Data items
········
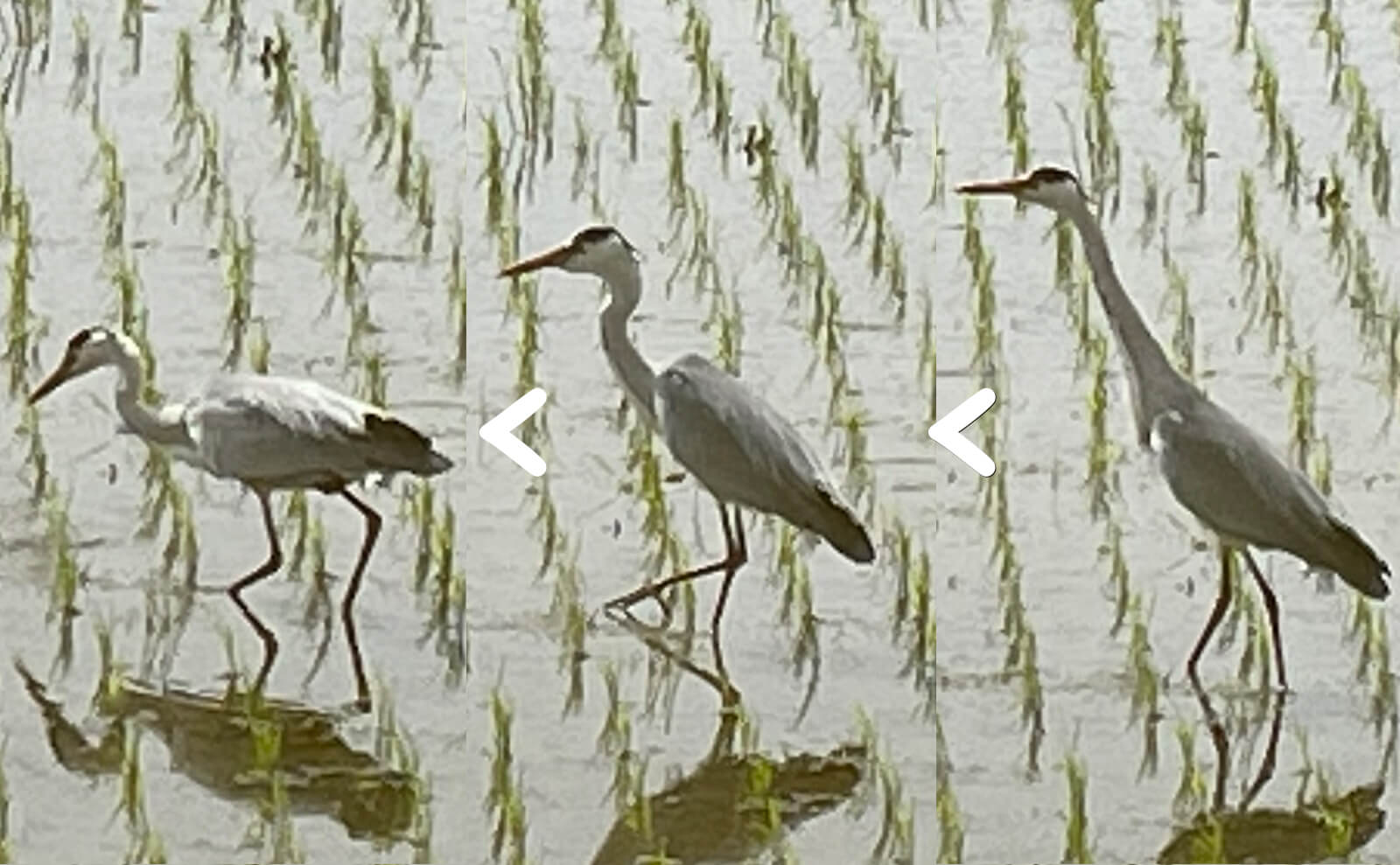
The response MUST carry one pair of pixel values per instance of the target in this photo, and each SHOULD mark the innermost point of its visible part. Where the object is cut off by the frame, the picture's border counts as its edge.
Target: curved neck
(1154, 381)
(140, 419)
(632, 370)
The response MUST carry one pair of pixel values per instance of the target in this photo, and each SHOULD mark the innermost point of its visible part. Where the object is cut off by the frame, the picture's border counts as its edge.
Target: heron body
(732, 440)
(268, 433)
(704, 410)
(1217, 468)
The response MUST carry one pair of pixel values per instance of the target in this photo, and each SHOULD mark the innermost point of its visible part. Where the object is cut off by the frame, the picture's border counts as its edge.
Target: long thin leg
(732, 562)
(371, 535)
(1266, 767)
(1271, 608)
(1217, 613)
(237, 592)
(1213, 721)
(737, 559)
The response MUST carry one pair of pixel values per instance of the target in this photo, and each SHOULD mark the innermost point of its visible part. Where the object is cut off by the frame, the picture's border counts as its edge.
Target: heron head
(592, 249)
(88, 350)
(1049, 186)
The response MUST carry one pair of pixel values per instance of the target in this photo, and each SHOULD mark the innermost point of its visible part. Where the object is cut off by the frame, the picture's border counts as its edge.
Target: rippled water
(830, 266)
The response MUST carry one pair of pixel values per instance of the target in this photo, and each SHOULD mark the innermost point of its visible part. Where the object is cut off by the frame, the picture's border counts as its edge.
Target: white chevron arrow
(500, 431)
(948, 431)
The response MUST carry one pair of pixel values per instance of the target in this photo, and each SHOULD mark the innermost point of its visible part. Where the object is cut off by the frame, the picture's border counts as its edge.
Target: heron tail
(835, 521)
(1353, 559)
(402, 448)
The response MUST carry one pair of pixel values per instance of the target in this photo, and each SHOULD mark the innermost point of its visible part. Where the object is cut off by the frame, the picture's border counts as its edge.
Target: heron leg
(1217, 613)
(1271, 608)
(732, 562)
(737, 557)
(371, 535)
(235, 591)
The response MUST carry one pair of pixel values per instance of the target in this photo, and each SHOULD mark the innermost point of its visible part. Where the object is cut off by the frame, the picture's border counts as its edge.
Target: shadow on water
(734, 805)
(1320, 829)
(237, 753)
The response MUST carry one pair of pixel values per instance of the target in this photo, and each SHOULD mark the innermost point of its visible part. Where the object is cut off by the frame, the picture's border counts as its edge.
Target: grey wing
(730, 438)
(1236, 483)
(279, 431)
(746, 454)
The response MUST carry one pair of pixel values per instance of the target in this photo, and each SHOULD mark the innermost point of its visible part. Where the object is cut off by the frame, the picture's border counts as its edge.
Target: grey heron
(1217, 468)
(732, 441)
(270, 433)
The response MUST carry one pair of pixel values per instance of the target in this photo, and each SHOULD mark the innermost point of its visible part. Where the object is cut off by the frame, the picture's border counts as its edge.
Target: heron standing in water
(270, 433)
(734, 443)
(1215, 466)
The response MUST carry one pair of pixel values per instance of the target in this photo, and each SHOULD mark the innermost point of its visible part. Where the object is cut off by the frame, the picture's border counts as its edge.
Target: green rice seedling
(133, 30)
(1264, 90)
(1077, 847)
(1014, 108)
(332, 41)
(35, 457)
(66, 580)
(896, 836)
(1119, 576)
(20, 322)
(304, 149)
(424, 203)
(1141, 671)
(112, 205)
(144, 844)
(455, 282)
(938, 171)
(237, 247)
(1246, 233)
(447, 623)
(945, 801)
(1302, 426)
(206, 175)
(797, 613)
(1102, 479)
(504, 799)
(494, 175)
(284, 80)
(382, 111)
(1192, 791)
(1242, 27)
(569, 615)
(403, 174)
(184, 108)
(923, 633)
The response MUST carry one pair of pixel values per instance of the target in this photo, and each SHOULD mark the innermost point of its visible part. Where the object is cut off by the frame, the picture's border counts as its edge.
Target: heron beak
(62, 374)
(1012, 186)
(550, 258)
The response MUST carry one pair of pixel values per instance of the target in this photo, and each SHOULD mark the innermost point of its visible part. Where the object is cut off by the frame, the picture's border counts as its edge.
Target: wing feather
(279, 431)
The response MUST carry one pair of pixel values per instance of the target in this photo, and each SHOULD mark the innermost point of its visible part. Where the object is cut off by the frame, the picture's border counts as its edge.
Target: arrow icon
(948, 431)
(500, 431)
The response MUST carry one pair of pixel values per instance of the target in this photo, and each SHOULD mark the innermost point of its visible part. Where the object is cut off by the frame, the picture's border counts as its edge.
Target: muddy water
(560, 776)
(951, 128)
(1068, 601)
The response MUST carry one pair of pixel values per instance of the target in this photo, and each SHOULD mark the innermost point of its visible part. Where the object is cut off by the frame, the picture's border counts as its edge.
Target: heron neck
(632, 370)
(140, 419)
(1154, 381)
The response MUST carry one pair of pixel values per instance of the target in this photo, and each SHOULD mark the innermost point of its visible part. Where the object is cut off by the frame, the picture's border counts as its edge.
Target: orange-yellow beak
(1012, 186)
(60, 375)
(550, 258)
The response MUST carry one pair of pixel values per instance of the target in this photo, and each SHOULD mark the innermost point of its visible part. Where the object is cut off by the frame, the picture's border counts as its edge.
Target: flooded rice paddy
(329, 191)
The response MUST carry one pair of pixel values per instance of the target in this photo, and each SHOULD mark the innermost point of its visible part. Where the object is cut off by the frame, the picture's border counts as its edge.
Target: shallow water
(949, 77)
(1085, 671)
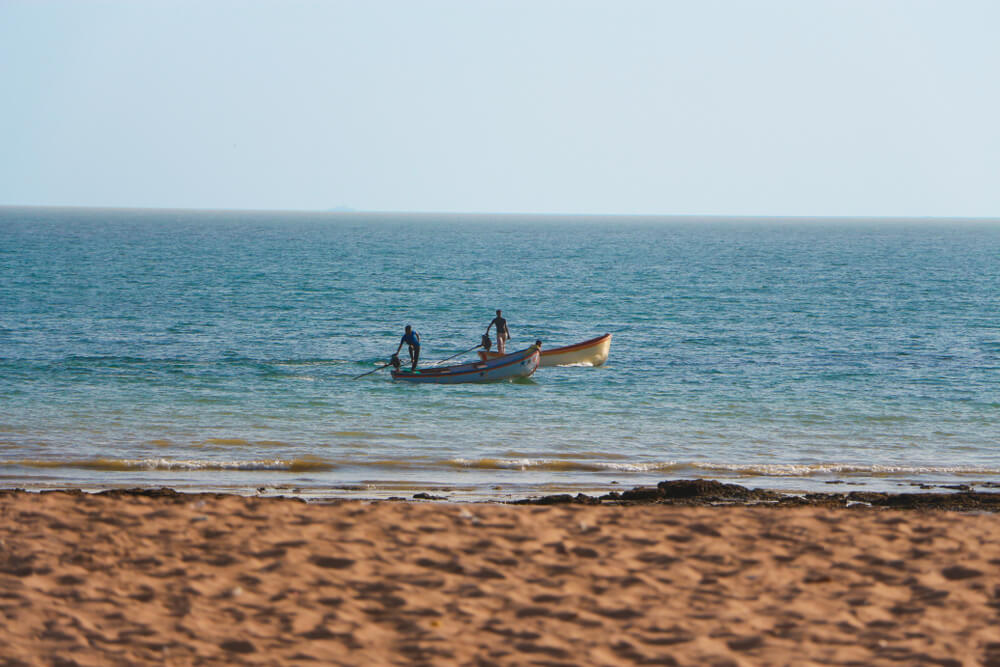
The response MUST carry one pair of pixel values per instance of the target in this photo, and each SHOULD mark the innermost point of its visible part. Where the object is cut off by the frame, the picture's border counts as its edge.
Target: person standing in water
(503, 333)
(411, 338)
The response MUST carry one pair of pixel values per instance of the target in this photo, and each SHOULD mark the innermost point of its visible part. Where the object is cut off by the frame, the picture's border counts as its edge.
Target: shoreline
(153, 576)
(692, 492)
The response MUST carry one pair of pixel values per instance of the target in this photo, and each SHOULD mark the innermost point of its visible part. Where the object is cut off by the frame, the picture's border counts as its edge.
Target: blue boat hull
(516, 365)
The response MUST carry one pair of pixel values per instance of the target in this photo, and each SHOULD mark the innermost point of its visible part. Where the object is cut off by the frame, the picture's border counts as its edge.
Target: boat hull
(512, 366)
(593, 352)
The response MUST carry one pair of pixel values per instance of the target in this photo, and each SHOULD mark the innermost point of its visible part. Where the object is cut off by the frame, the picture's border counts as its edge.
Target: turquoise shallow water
(216, 350)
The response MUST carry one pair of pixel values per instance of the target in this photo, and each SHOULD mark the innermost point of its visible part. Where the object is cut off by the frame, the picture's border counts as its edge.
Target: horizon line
(346, 211)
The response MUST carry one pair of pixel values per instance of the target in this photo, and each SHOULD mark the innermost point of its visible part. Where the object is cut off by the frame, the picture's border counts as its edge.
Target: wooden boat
(593, 352)
(516, 365)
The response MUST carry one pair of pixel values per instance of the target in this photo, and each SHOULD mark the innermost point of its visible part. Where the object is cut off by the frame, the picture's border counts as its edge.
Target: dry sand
(204, 579)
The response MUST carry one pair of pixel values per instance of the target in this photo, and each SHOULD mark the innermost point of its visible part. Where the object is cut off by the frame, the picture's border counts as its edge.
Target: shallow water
(216, 350)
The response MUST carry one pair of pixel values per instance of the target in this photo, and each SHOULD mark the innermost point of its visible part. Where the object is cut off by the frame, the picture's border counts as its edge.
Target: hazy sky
(798, 107)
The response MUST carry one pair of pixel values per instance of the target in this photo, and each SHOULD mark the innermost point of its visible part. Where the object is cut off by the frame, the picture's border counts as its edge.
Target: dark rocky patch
(710, 492)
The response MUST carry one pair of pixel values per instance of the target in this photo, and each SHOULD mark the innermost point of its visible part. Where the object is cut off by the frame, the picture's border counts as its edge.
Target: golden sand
(203, 579)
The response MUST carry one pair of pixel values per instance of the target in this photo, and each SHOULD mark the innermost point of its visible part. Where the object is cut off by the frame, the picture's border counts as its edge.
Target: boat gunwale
(593, 342)
(443, 372)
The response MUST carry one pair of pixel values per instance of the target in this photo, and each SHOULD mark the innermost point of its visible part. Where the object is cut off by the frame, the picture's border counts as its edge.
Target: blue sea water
(216, 350)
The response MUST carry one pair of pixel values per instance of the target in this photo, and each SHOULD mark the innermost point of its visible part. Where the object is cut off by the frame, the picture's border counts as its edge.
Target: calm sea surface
(215, 351)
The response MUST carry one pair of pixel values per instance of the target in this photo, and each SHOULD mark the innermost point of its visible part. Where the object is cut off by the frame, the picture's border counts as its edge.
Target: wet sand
(164, 578)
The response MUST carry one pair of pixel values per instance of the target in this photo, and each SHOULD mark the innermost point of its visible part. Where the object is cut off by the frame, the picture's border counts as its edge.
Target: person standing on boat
(411, 338)
(503, 333)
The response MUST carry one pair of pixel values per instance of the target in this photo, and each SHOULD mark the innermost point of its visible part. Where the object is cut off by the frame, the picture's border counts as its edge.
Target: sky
(700, 107)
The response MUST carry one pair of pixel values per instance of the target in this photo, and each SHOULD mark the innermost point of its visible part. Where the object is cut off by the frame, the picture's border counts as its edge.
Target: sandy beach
(164, 578)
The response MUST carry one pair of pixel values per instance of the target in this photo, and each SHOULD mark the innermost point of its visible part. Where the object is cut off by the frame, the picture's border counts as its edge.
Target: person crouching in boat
(503, 333)
(412, 339)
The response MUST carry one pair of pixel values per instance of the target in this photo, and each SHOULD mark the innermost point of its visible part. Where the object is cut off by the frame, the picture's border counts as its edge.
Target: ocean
(216, 350)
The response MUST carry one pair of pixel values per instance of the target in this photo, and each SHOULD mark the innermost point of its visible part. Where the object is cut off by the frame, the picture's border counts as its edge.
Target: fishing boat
(593, 352)
(508, 367)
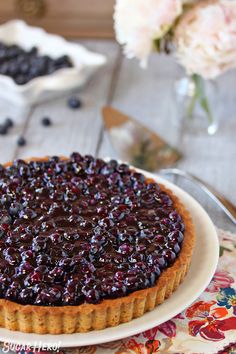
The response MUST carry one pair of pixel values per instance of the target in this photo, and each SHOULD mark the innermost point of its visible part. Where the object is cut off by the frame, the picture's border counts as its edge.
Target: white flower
(139, 22)
(206, 38)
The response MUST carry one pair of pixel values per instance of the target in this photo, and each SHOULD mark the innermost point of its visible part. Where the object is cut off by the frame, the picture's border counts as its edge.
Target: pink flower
(221, 279)
(206, 38)
(138, 23)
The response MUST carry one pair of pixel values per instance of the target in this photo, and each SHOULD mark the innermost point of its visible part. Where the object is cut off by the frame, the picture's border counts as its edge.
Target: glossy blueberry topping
(82, 230)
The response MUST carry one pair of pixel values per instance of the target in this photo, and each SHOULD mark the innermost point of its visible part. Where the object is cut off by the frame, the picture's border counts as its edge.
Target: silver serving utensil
(144, 149)
(228, 208)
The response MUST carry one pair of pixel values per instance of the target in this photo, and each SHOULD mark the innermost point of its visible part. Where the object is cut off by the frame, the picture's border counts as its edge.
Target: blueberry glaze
(82, 230)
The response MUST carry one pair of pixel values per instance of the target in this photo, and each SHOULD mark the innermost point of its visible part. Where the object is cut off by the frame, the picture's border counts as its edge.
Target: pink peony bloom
(138, 23)
(205, 38)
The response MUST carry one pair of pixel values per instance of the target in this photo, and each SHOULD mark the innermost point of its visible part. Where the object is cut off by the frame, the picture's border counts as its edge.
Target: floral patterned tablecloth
(207, 326)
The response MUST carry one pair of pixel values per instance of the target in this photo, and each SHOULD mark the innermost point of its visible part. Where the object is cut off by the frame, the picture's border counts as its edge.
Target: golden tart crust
(108, 313)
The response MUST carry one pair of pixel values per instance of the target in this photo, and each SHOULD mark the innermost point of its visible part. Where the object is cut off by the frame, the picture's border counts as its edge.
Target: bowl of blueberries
(36, 66)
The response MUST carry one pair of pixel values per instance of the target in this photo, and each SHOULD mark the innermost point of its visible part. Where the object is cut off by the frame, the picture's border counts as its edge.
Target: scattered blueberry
(3, 129)
(23, 66)
(74, 103)
(21, 141)
(46, 122)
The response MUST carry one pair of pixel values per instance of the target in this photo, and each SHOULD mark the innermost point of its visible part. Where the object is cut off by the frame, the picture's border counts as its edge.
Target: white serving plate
(48, 86)
(204, 262)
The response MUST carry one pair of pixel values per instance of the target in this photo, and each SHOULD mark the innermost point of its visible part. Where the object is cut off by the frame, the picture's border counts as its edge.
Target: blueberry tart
(86, 244)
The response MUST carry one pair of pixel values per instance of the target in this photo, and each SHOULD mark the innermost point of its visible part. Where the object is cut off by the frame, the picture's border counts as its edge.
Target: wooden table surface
(147, 95)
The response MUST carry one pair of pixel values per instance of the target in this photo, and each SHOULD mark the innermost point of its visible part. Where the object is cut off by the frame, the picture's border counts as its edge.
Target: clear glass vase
(197, 102)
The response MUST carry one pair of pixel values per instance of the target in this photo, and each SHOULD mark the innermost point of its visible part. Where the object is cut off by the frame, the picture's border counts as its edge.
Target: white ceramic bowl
(48, 86)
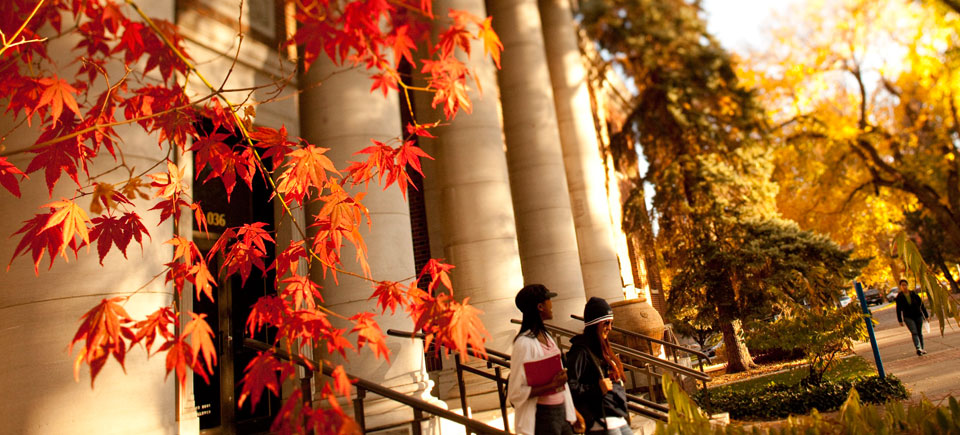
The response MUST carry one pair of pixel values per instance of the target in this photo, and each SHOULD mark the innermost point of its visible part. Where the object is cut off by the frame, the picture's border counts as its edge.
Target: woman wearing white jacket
(545, 409)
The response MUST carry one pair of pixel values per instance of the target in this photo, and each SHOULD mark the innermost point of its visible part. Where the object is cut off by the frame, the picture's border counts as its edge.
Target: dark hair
(602, 350)
(527, 300)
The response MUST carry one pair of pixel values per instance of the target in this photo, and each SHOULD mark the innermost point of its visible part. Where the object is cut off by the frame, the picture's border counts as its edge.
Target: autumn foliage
(128, 69)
········
Copy out every line in the records above that contains the string "serving". A match must have the same letter case.

# [Full answer]
Target: silver serving utensil
Target: white serving plate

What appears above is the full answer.